▼
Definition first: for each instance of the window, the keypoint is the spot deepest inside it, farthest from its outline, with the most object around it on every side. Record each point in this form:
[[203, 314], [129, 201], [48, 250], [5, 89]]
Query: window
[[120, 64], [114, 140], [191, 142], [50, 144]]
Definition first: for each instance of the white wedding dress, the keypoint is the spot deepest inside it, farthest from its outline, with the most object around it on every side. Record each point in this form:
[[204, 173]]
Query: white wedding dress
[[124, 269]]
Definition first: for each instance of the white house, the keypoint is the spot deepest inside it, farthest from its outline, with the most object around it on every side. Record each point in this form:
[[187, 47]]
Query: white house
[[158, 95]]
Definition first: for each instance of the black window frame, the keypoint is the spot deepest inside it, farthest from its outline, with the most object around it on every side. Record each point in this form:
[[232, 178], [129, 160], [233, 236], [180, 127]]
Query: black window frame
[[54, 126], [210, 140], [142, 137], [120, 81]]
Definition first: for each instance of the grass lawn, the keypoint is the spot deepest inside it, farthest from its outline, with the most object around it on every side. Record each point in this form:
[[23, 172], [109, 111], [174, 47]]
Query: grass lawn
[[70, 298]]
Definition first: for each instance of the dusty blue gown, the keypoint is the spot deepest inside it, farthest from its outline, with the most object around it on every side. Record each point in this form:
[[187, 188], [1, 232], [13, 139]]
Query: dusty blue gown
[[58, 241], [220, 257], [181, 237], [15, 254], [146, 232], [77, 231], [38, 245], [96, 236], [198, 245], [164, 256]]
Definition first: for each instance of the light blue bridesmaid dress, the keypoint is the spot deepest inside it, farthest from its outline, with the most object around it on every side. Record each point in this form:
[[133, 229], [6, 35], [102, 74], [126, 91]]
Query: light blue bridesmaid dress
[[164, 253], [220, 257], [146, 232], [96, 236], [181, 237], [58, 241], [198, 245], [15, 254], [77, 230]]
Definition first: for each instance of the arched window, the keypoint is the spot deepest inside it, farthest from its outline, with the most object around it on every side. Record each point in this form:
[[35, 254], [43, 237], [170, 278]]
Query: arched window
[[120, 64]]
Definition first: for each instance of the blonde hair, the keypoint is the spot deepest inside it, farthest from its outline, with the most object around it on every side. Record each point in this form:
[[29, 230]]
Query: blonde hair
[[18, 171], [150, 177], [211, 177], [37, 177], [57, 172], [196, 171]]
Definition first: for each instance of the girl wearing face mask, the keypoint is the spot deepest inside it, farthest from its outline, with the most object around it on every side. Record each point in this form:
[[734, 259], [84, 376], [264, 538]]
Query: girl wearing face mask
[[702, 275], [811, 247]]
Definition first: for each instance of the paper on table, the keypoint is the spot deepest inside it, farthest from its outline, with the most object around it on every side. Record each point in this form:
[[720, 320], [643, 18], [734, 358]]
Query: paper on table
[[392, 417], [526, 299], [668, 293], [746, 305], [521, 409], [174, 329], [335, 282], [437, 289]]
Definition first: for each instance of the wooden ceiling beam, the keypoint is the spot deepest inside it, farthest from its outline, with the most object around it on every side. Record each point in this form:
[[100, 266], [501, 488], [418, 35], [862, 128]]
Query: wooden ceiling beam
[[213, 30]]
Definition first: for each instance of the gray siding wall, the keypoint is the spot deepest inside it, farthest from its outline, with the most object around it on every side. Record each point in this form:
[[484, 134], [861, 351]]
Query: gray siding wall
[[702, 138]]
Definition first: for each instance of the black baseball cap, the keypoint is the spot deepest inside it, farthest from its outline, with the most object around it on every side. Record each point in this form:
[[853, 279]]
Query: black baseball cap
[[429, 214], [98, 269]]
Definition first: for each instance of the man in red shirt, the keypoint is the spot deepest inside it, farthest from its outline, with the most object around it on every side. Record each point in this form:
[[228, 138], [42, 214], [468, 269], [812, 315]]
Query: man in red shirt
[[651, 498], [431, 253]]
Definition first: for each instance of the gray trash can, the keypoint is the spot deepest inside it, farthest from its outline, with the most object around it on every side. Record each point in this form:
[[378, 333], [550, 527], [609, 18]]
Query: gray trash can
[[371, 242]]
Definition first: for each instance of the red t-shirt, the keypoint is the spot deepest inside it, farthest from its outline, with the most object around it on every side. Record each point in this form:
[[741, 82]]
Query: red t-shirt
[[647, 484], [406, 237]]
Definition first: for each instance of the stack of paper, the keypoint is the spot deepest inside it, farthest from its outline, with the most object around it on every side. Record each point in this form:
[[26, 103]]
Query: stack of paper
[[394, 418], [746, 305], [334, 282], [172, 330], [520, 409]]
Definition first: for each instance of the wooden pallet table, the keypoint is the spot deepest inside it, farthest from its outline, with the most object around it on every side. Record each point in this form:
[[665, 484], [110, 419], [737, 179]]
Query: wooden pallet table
▲
**What is expected**: Above are the lines; repeat exactly the ones from the line containing "Query: light blue bridesmaid dress" down to the line containing "[[29, 230]]", both inclusive.

**Response box**:
Query: light blue bridesmaid dress
[[164, 253], [220, 257], [146, 232], [96, 236], [181, 237], [58, 241], [198, 245], [15, 254], [77, 230]]
Definition first: for each instance of the arched window, the keypoint is the spot deepest inside it, farthest from its outline, with the most object around it on every side. Record each point in this form:
[[35, 254], [43, 237], [170, 278]]
Query: arched window
[[120, 64]]
Definition first: for each instance of the blonde hair, the keypoint is the spot deepest inside it, farthest from its outline, with the most object around it on every side. Record each point in this form:
[[29, 230]]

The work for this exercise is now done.